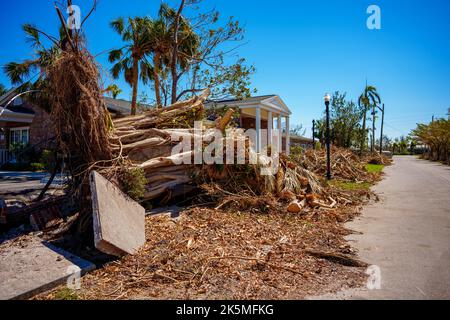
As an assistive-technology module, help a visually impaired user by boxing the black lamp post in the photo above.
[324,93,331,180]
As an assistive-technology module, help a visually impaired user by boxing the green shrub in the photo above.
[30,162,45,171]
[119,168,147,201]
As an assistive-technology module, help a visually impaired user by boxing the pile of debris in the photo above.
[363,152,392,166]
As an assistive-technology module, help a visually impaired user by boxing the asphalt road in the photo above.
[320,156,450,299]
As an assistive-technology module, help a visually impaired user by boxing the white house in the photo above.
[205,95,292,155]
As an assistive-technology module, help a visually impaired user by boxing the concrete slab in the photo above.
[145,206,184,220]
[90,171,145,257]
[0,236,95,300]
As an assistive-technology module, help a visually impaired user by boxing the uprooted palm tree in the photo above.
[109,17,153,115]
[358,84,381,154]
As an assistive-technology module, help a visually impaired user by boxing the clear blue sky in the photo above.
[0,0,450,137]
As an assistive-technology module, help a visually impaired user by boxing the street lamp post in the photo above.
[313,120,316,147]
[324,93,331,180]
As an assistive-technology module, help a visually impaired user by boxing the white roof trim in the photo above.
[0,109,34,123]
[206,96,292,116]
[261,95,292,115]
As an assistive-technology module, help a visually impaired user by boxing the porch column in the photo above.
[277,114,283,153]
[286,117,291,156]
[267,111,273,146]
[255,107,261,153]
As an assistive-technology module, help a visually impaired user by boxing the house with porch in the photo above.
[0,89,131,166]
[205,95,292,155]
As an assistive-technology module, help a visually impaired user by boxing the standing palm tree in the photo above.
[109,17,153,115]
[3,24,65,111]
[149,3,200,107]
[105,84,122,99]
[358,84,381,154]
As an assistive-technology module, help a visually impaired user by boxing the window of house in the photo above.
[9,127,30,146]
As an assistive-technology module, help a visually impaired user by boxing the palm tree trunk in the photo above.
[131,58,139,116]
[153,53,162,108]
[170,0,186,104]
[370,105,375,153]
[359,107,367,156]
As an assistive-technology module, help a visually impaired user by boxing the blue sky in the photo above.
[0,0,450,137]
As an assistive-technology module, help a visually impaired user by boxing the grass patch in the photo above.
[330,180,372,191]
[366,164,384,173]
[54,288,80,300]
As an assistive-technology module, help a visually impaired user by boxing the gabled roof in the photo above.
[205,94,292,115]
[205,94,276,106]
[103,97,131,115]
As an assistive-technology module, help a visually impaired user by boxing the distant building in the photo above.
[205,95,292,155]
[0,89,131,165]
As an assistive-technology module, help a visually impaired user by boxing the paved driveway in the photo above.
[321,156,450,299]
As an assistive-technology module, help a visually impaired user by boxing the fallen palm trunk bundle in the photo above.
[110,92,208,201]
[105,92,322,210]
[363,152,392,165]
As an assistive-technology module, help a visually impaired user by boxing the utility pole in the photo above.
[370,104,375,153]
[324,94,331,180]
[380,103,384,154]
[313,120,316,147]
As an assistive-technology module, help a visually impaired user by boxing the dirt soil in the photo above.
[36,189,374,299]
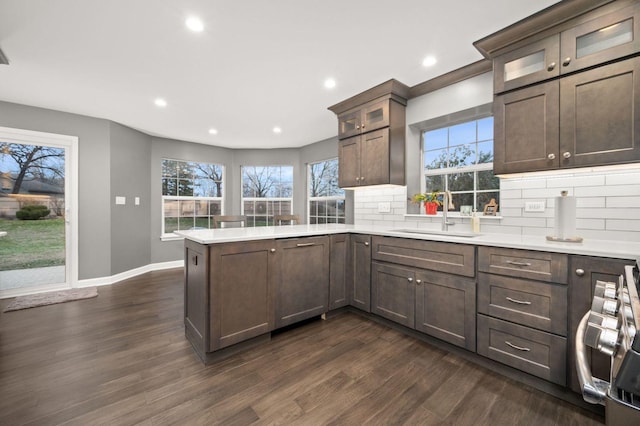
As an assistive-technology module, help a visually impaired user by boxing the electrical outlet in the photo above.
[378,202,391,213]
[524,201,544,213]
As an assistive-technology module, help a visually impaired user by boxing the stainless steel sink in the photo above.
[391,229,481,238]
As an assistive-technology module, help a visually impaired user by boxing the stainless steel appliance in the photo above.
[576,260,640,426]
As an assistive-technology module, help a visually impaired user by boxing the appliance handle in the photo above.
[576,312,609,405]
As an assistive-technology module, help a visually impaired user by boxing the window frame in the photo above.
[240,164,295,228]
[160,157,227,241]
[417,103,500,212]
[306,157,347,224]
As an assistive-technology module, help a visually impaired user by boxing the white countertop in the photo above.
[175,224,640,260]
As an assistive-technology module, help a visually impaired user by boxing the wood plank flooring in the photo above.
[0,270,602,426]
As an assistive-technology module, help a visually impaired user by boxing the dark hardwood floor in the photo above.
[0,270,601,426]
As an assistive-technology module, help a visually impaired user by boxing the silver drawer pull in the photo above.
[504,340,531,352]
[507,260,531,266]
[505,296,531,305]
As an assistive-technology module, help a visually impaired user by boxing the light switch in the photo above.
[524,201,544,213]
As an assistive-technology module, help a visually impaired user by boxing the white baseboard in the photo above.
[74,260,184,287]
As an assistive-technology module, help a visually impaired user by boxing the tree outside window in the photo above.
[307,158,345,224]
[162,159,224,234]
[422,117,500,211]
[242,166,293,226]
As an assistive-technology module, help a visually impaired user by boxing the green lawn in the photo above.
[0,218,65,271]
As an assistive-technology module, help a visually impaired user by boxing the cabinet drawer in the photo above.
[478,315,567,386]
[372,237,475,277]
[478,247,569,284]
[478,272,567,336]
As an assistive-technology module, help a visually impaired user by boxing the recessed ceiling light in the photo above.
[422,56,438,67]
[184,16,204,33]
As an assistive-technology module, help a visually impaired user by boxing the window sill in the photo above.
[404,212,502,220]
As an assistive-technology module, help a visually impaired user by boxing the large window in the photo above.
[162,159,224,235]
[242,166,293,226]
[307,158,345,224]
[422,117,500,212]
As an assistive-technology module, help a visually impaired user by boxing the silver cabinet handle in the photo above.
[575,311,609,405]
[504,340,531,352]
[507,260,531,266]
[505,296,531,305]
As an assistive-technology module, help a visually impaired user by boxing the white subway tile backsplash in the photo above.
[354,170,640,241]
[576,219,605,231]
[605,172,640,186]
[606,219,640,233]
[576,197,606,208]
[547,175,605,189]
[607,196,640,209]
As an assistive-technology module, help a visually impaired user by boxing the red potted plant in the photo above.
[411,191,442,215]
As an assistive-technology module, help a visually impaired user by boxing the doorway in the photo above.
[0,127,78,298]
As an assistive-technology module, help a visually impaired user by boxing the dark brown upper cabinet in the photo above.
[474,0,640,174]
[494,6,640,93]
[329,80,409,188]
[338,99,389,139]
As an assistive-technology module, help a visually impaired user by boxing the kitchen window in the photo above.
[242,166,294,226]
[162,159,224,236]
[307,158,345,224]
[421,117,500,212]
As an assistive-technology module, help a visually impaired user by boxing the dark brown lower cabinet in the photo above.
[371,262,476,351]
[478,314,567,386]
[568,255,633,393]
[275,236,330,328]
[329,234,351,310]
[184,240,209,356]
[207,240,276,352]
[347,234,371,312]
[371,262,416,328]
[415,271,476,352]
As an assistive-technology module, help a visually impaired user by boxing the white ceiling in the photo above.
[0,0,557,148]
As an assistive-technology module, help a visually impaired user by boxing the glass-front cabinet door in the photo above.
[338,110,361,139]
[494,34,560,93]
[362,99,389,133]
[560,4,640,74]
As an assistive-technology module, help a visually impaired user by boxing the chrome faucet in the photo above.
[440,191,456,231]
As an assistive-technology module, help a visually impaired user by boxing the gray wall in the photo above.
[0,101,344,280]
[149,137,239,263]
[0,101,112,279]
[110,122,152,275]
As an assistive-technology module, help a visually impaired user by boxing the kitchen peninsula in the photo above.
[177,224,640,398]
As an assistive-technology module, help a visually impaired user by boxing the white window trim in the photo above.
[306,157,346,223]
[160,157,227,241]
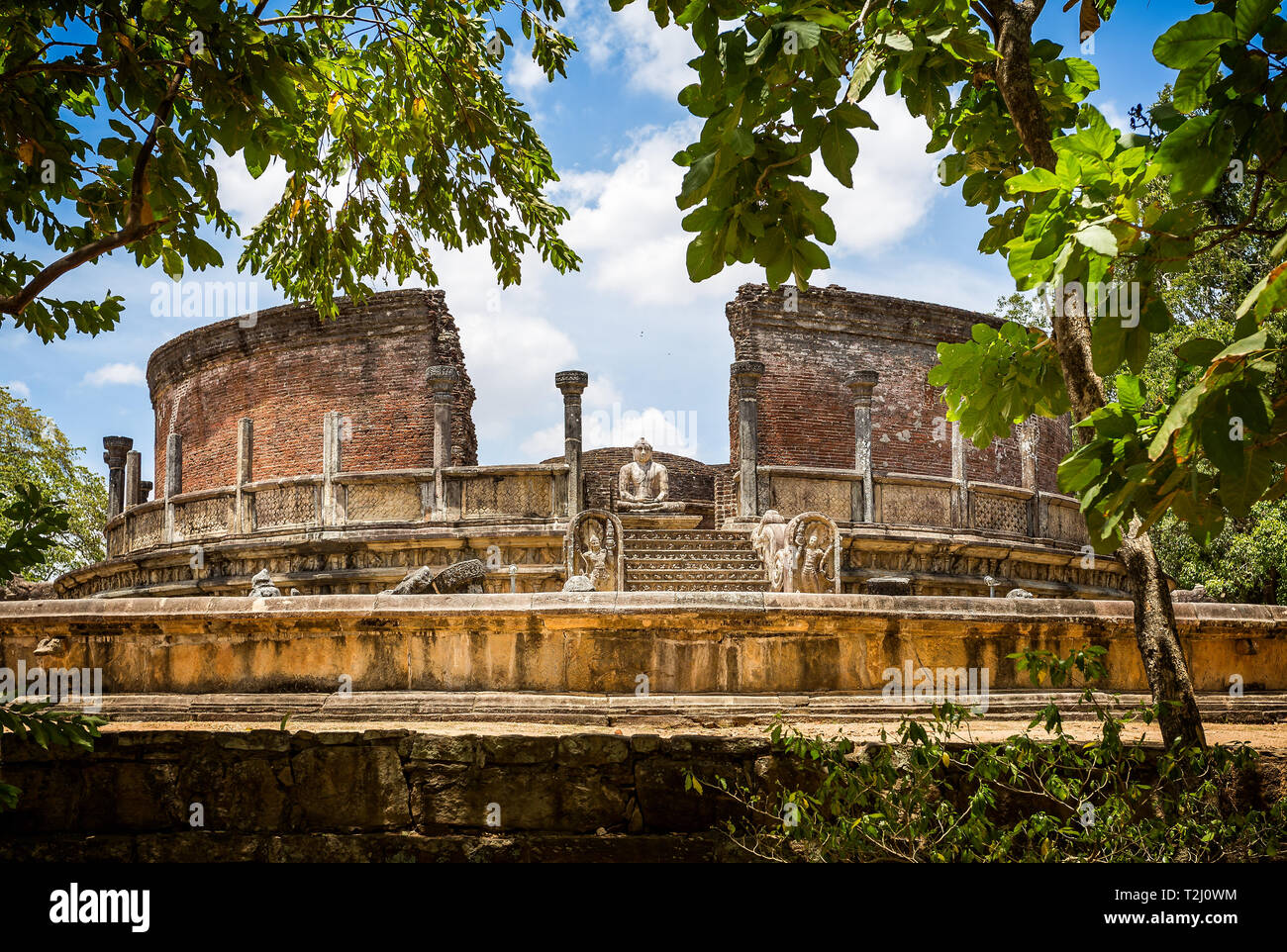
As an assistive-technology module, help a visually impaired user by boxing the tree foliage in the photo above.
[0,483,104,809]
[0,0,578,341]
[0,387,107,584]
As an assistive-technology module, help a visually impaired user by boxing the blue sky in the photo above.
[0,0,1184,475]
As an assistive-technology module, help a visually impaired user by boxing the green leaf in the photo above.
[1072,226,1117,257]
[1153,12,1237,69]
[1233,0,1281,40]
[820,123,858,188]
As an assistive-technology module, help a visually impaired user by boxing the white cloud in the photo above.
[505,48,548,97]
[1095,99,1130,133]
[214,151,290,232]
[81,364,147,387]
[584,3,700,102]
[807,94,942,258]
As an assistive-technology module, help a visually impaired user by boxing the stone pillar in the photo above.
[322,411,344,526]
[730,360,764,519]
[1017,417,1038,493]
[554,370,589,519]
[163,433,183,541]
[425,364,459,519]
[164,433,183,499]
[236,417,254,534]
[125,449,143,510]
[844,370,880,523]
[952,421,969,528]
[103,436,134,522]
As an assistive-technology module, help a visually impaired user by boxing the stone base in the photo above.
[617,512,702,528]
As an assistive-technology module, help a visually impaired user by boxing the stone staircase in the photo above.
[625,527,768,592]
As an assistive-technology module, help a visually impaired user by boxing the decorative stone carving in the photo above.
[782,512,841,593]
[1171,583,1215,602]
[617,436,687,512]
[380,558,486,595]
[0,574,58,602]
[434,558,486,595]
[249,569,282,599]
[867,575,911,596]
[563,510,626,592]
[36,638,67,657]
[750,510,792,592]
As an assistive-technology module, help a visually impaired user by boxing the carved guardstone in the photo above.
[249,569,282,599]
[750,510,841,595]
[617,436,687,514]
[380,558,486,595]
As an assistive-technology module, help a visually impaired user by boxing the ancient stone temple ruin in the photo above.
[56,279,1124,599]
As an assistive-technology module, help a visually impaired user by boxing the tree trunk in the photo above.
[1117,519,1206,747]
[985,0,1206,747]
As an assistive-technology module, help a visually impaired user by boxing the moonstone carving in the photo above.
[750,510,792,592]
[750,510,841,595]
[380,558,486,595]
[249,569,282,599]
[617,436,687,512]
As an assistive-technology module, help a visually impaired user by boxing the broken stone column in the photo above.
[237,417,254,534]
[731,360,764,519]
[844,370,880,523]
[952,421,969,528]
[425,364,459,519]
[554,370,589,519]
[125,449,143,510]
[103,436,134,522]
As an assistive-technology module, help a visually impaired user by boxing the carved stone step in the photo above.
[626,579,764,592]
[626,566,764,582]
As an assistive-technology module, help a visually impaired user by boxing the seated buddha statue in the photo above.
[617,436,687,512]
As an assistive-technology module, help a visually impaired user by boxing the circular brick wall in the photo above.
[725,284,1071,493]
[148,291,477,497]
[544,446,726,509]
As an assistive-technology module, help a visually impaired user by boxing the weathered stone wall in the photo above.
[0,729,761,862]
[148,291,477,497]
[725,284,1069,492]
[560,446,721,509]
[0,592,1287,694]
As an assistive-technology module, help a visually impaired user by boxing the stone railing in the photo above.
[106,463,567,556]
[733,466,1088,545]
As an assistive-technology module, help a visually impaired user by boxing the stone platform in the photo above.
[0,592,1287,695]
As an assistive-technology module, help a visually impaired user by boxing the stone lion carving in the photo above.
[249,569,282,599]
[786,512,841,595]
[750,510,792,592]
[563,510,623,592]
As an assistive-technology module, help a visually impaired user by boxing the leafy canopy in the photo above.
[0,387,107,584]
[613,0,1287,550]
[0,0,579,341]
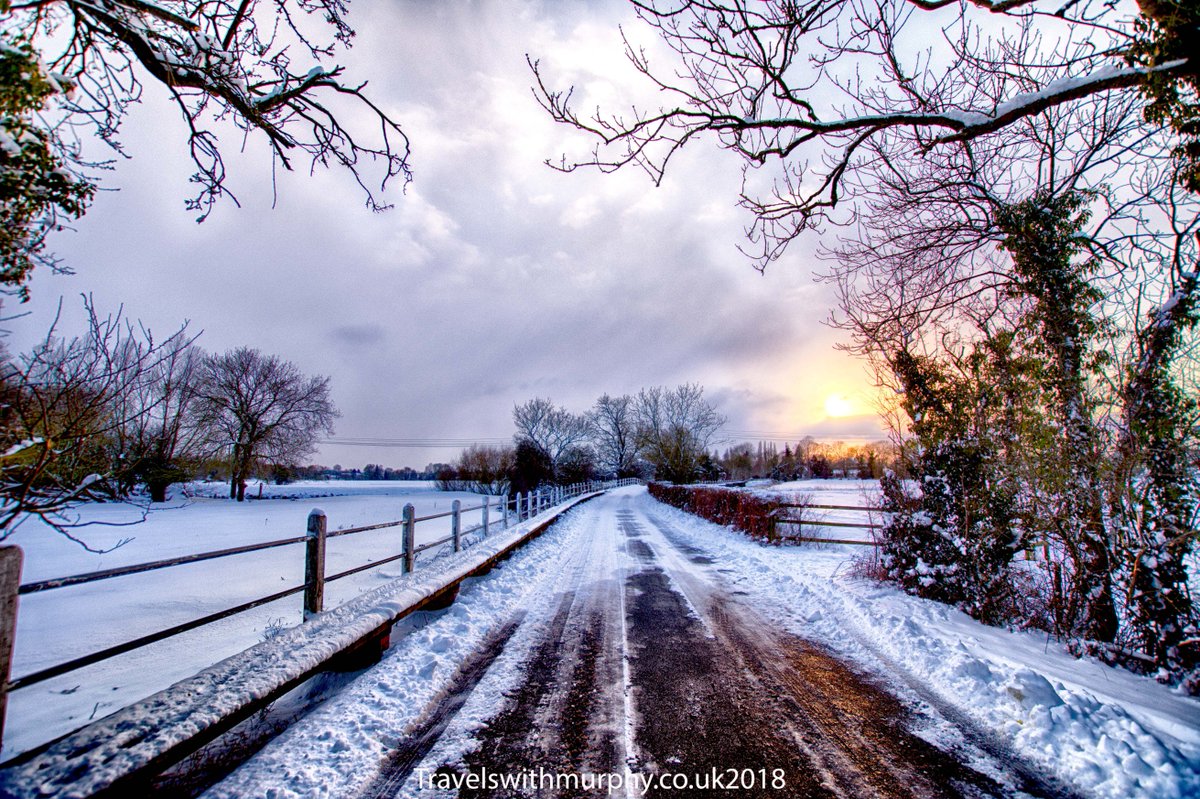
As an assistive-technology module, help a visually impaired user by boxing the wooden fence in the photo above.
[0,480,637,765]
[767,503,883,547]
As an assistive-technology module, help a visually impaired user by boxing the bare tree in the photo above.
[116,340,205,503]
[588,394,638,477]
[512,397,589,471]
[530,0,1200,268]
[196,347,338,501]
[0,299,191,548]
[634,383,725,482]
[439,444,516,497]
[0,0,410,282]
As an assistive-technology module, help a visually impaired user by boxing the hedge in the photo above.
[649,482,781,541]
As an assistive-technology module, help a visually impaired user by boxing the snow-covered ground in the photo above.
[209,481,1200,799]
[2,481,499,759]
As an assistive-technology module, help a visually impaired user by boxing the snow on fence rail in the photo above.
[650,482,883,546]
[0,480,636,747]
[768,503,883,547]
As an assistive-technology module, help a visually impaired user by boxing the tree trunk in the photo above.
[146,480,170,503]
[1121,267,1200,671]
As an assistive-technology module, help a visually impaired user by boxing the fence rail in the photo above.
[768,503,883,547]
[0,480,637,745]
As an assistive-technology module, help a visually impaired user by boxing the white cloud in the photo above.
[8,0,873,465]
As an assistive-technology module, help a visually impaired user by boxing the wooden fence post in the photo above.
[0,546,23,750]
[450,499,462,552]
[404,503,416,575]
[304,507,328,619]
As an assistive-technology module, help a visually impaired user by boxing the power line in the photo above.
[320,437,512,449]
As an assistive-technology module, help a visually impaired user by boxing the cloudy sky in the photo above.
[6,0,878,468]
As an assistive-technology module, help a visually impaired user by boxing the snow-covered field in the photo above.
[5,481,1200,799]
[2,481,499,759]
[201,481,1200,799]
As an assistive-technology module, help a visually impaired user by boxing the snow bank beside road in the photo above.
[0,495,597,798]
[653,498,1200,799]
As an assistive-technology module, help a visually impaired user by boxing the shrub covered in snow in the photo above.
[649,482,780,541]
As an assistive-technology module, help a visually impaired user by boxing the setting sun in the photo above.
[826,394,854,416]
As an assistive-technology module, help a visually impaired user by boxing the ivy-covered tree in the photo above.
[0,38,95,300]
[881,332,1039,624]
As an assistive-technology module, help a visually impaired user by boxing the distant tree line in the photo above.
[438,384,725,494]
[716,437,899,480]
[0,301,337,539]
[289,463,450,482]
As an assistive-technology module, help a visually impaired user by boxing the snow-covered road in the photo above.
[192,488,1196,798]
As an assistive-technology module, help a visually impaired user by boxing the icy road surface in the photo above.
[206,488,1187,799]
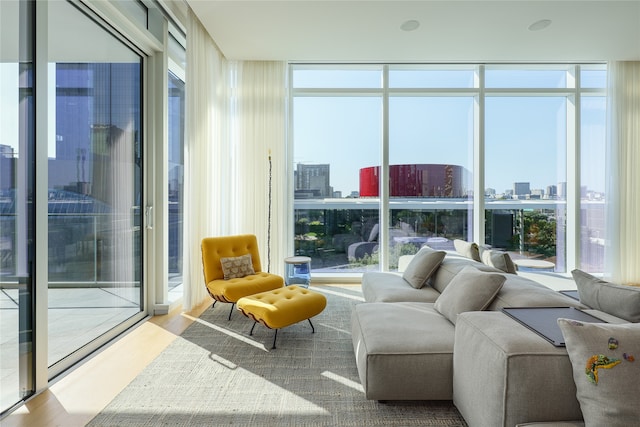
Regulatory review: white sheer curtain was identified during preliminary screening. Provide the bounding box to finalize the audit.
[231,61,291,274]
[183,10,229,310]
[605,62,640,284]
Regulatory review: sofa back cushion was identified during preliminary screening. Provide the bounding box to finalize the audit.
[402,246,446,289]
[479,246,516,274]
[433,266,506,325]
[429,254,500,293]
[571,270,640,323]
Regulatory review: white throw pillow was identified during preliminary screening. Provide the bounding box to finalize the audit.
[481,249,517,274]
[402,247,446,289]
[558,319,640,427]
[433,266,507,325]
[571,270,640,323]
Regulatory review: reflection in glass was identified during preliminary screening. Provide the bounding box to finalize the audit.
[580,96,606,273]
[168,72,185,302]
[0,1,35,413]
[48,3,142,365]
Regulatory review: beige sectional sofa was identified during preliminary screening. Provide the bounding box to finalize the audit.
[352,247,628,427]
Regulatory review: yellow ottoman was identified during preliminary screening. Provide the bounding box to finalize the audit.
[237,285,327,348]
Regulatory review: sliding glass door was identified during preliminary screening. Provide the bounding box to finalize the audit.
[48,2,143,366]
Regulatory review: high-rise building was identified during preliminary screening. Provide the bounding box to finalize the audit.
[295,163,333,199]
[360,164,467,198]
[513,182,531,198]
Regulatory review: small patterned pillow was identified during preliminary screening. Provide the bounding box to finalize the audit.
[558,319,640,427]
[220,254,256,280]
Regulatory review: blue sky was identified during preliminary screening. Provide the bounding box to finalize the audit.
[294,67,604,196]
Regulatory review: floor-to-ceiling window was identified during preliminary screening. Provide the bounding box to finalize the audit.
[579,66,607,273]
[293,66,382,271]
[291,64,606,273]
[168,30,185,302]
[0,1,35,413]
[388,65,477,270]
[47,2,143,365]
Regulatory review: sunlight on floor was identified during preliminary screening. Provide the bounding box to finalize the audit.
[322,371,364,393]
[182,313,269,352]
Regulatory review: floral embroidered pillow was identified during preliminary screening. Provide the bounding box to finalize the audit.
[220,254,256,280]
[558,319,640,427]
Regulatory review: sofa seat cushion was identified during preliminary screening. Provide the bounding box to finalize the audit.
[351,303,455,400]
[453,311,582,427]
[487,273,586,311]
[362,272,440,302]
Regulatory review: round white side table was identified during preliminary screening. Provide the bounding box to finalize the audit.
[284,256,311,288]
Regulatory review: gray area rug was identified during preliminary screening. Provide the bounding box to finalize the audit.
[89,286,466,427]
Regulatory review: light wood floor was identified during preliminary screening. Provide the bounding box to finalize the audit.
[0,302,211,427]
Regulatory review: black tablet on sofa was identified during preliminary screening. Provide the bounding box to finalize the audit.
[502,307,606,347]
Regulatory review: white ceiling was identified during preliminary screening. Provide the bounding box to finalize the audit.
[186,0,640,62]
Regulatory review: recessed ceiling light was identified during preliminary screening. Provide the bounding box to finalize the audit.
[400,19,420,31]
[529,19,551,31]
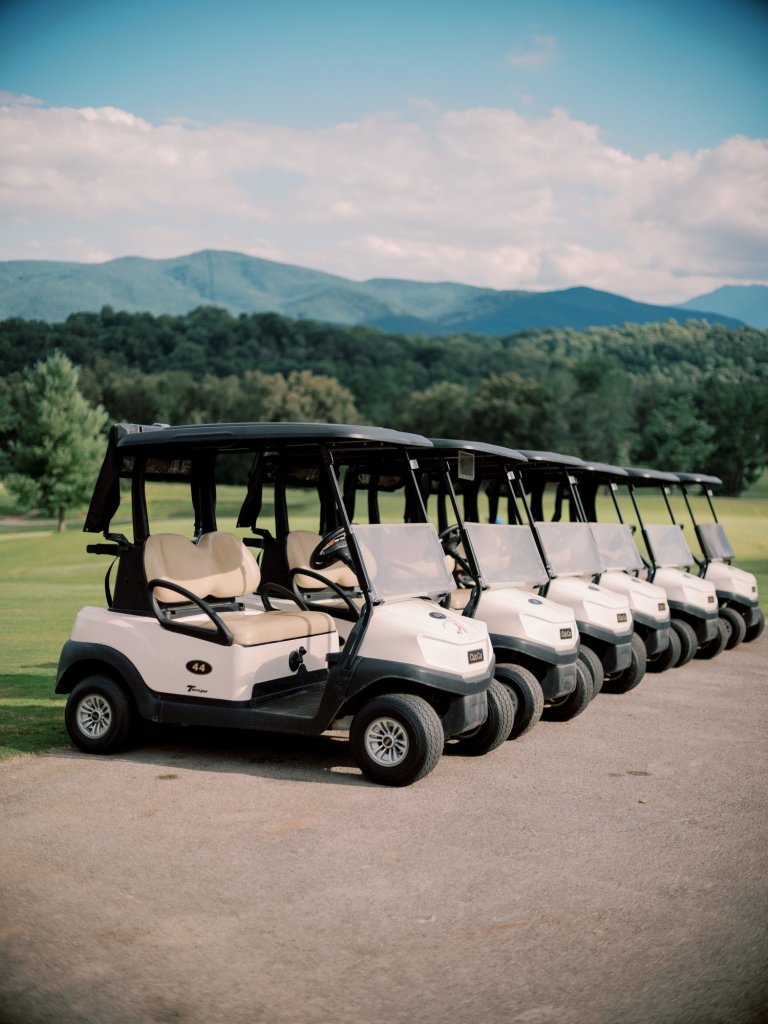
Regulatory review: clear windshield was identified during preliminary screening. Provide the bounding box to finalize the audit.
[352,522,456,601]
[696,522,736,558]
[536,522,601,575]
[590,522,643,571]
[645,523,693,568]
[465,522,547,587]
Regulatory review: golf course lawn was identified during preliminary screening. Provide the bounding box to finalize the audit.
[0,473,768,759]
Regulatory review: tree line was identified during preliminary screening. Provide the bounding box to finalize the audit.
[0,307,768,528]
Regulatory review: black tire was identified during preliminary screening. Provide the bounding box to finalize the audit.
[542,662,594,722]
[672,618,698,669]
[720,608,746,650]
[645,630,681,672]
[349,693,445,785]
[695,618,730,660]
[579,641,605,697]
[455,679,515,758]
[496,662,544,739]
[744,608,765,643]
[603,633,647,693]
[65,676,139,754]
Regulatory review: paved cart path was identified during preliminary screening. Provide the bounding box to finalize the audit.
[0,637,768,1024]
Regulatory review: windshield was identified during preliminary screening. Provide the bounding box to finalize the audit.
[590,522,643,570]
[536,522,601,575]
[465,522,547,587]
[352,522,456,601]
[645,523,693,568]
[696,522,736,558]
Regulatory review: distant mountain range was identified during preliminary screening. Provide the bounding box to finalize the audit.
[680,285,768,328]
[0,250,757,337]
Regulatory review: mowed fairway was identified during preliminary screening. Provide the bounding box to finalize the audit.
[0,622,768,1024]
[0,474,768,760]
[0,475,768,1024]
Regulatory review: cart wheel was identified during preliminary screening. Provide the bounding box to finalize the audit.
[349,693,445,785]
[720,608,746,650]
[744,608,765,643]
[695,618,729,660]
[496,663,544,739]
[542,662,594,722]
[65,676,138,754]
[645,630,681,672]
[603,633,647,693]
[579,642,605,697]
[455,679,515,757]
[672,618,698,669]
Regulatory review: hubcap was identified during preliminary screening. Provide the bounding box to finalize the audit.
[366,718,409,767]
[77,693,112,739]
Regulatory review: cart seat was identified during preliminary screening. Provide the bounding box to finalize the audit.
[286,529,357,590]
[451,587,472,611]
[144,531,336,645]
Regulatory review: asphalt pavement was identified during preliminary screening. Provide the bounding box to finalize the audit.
__________________________________________________
BRIEF: Can you retype the lines from the one containing "stone wall in the photo above." through the one containing "[733,466,1088,545]", both included, with every character unchanged?

WORKED ANSWER:
As an assistive-technology module, help a visually impaired user by boxing the weathered stone wall in the photo above.
[0,729,761,862]
[148,291,477,497]
[725,284,1069,492]
[560,446,721,509]
[0,592,1287,694]
As an assistive-technology module, help a visually impaired user by boxing the stone railing in the photo above.
[106,463,567,556]
[733,466,1088,545]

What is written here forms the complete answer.